## WHAT THE EXERCISE ASKS
Echo back verbatim every line from the one containing "366 328 L 367" down to the one containing "562 291 L 562", both included.

[Rows from a segmentation dataset]
○ ○ ○

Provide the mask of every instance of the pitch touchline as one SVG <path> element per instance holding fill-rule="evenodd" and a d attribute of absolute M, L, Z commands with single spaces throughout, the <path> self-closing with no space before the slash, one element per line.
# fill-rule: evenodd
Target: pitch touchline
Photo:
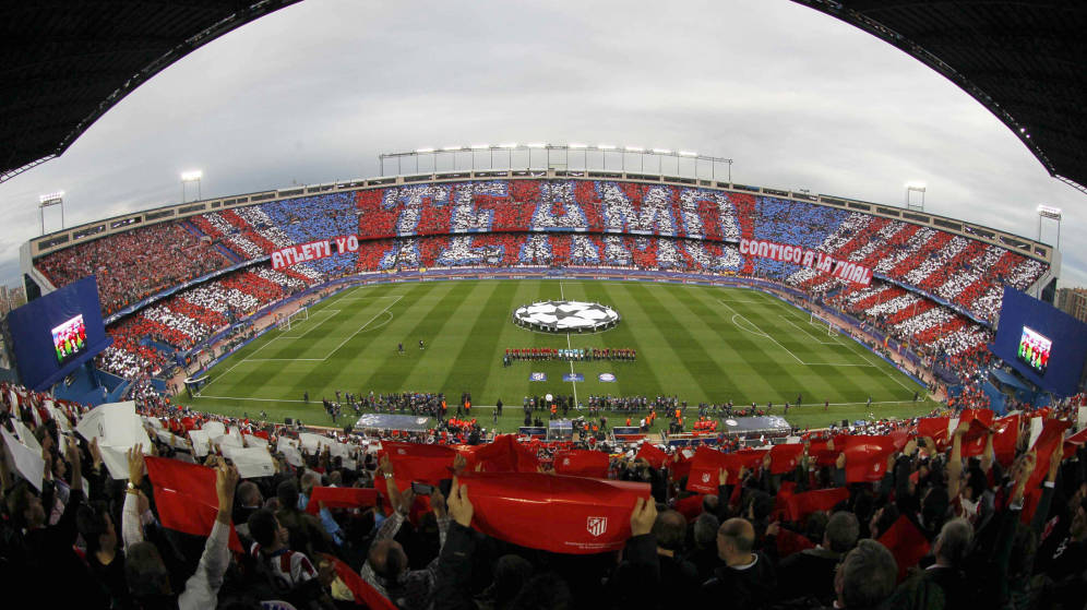
<path fill-rule="evenodd" d="M 366 328 L 367 326 L 369 326 L 371 322 L 373 322 L 374 320 L 377 320 L 379 315 L 381 315 L 382 313 L 385 313 L 386 311 L 389 311 L 389 308 L 391 308 L 394 304 L 401 302 L 401 299 L 403 299 L 403 298 L 404 298 L 404 295 L 396 295 L 396 300 L 394 300 L 393 302 L 391 302 L 387 306 L 385 306 L 385 308 L 382 309 L 381 311 L 379 311 L 378 313 L 373 314 L 373 316 L 370 318 L 370 320 L 366 321 L 366 324 L 362 324 L 361 326 L 359 326 L 358 331 L 355 331 L 347 338 L 345 338 L 344 340 L 339 342 L 339 345 L 337 345 L 332 351 L 330 351 L 329 355 L 324 357 L 324 359 L 327 360 L 329 358 L 332 358 L 332 355 L 335 354 L 335 352 L 337 352 L 337 351 L 339 351 L 341 347 L 344 347 L 345 345 L 347 345 L 347 342 L 349 342 L 353 338 L 355 338 L 355 335 L 357 335 L 360 332 L 362 332 L 362 330 Z"/>
<path fill-rule="evenodd" d="M 562 291 L 562 280 L 559 280 L 559 299 L 566 300 L 565 294 Z M 573 349 L 574 347 L 570 345 L 570 333 L 566 333 L 566 349 Z M 570 361 L 570 385 L 574 386 L 574 404 L 577 404 L 577 382 L 574 381 L 574 361 Z"/>
<path fill-rule="evenodd" d="M 777 344 L 778 347 L 780 347 L 781 349 L 788 351 L 789 356 L 792 356 L 792 358 L 797 362 L 800 362 L 801 364 L 803 364 L 805 367 L 864 367 L 864 368 L 873 368 L 874 367 L 874 368 L 879 368 L 875 364 L 873 364 L 872 361 L 869 360 L 868 358 L 864 358 L 864 361 L 868 362 L 868 364 L 850 364 L 850 363 L 841 363 L 841 364 L 839 364 L 837 362 L 805 362 L 805 361 L 801 360 L 799 356 L 797 356 L 796 354 L 793 354 L 791 349 L 789 349 L 788 347 L 785 347 L 776 338 L 774 338 L 773 336 L 768 335 L 765 331 L 763 331 L 762 328 L 760 328 L 757 324 L 755 324 L 754 322 L 748 320 L 746 318 L 743 316 L 743 314 L 737 312 L 734 309 L 732 309 L 731 307 L 729 307 L 729 304 L 726 303 L 724 300 L 717 299 L 717 301 L 720 302 L 722 306 L 727 307 L 729 309 L 729 311 L 733 312 L 732 313 L 732 324 L 736 324 L 737 328 L 740 328 L 741 331 L 743 331 L 745 333 L 750 333 L 750 334 L 755 335 L 755 336 L 761 336 L 761 337 L 768 338 L 769 340 L 772 340 L 775 344 Z M 743 320 L 744 322 L 746 322 L 748 324 L 750 324 L 754 328 L 754 331 L 752 331 L 751 328 L 744 328 L 742 324 L 740 324 L 739 322 L 736 321 L 737 318 L 740 318 L 741 320 Z M 785 319 L 784 315 L 781 318 Z M 789 322 L 788 319 L 785 319 L 785 321 Z M 790 322 L 790 324 L 791 324 L 791 322 Z M 796 326 L 796 324 L 793 324 L 793 326 Z M 811 335 L 809 335 L 809 336 L 811 336 Z M 825 343 L 822 343 L 822 342 L 817 342 L 817 343 L 820 343 L 820 345 L 833 345 L 833 344 L 825 344 Z M 841 344 L 838 344 L 838 345 L 841 345 Z M 886 371 L 884 371 L 884 372 L 886 372 Z"/>
<path fill-rule="evenodd" d="M 835 345 L 835 344 L 841 345 L 840 343 L 838 343 L 836 340 L 823 340 L 823 337 L 816 337 L 815 335 L 811 334 L 807 328 L 800 326 L 799 324 L 797 324 L 792 320 L 789 320 L 789 316 L 786 315 L 786 314 L 784 314 L 784 313 L 779 313 L 778 318 L 780 318 L 781 320 L 785 320 L 786 324 L 789 324 L 793 328 L 796 328 L 796 330 L 800 331 L 801 333 L 808 335 L 809 338 L 811 338 L 813 342 L 815 342 L 815 343 L 817 343 L 820 345 Z"/>
<path fill-rule="evenodd" d="M 718 299 L 718 300 L 720 300 L 720 299 Z M 790 312 L 795 311 L 795 309 L 790 304 L 786 303 L 785 301 L 781 301 L 780 299 L 773 299 L 772 302 L 774 304 L 779 304 L 779 306 L 786 308 L 787 311 L 790 311 Z M 852 346 L 852 344 L 856 344 L 856 343 L 857 342 L 855 339 L 850 338 L 850 340 L 848 340 L 846 343 L 843 343 L 840 345 L 845 345 L 846 347 L 849 348 L 850 351 L 852 351 L 853 354 L 859 355 L 873 369 L 880 369 L 879 363 L 873 362 L 872 359 L 868 357 L 868 354 L 865 354 L 868 350 L 865 348 L 862 347 L 861 350 L 858 351 L 857 348 Z M 904 388 L 911 390 L 911 391 L 915 391 L 915 392 L 917 391 L 917 387 L 911 387 L 909 385 L 906 385 L 905 383 L 903 383 L 901 381 L 899 381 L 898 378 L 896 378 L 895 375 L 891 374 L 891 372 L 888 372 L 887 370 L 885 370 L 885 369 L 881 369 L 881 370 L 883 371 L 883 374 L 885 374 L 888 378 L 891 378 L 892 381 L 894 381 L 898 385 L 903 386 Z"/>
<path fill-rule="evenodd" d="M 207 387 L 207 386 L 205 385 L 204 387 Z M 252 397 L 238 397 L 238 396 L 205 396 L 203 394 L 200 395 L 199 397 L 200 398 L 207 398 L 207 399 L 218 399 L 218 400 L 244 400 L 244 402 L 252 402 L 252 403 L 303 403 L 303 404 L 312 404 L 312 405 L 315 405 L 315 406 L 320 405 L 320 403 L 318 403 L 316 400 L 309 400 L 307 403 L 307 400 L 297 400 L 297 399 L 291 399 L 291 398 L 252 398 Z M 869 404 L 868 402 L 861 402 L 861 403 L 831 403 L 829 406 L 832 406 L 832 407 L 848 407 L 850 405 L 868 405 L 868 404 Z M 911 405 L 911 404 L 915 404 L 915 403 L 913 403 L 913 400 L 872 400 L 871 404 L 872 405 Z M 509 407 L 509 405 L 503 405 L 503 406 Z M 790 409 L 792 409 L 792 410 L 802 409 L 804 411 L 809 411 L 809 410 L 812 410 L 812 409 L 822 408 L 822 406 L 823 405 L 820 405 L 817 403 L 813 403 L 811 405 L 803 406 L 803 407 L 796 407 L 796 406 L 793 406 L 793 407 L 790 407 Z M 497 407 L 494 405 L 471 405 L 471 408 L 474 408 L 474 409 L 493 409 L 493 408 L 497 408 Z M 688 408 L 694 409 L 695 407 L 688 407 Z M 740 405 L 737 408 L 748 409 L 748 408 L 751 408 L 751 407 L 750 406 Z M 577 409 L 574 409 L 574 410 L 577 410 Z M 613 409 L 613 410 L 618 411 L 618 409 Z M 641 411 L 636 411 L 636 412 L 641 412 Z M 396 415 L 396 414 L 393 414 L 393 415 Z M 721 417 L 724 417 L 724 415 Z"/>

○ ○ ○

## RESPONSE TO THIS EXERCISE
<path fill-rule="evenodd" d="M 366 328 L 367 326 L 369 326 L 371 322 L 373 322 L 374 320 L 377 320 L 379 315 L 381 315 L 382 313 L 385 313 L 386 311 L 389 311 L 389 308 L 391 308 L 394 304 L 401 302 L 401 299 L 403 299 L 403 298 L 404 298 L 404 295 L 396 295 L 396 300 L 394 300 L 393 302 L 391 302 L 387 306 L 385 306 L 385 308 L 382 309 L 381 311 L 379 311 L 378 313 L 373 314 L 373 316 L 370 318 L 370 320 L 366 321 L 366 324 L 362 324 L 361 326 L 359 326 L 358 331 L 355 331 L 347 338 L 345 338 L 344 340 L 339 342 L 339 345 L 337 345 L 332 351 L 330 351 L 329 355 L 324 357 L 324 359 L 327 360 L 329 358 L 332 358 L 332 355 L 335 354 L 335 352 L 337 352 L 337 351 L 339 351 L 341 347 L 344 347 L 345 345 L 347 345 L 347 342 L 349 342 L 353 338 L 355 338 L 355 335 L 357 335 L 360 332 L 362 332 L 362 330 Z"/>
<path fill-rule="evenodd" d="M 562 291 L 562 280 L 559 280 L 559 299 L 566 300 L 565 294 Z M 573 349 L 574 347 L 570 345 L 570 333 L 566 333 L 566 349 Z M 570 361 L 570 385 L 574 386 L 574 404 L 577 404 L 577 382 L 574 381 L 574 361 Z"/>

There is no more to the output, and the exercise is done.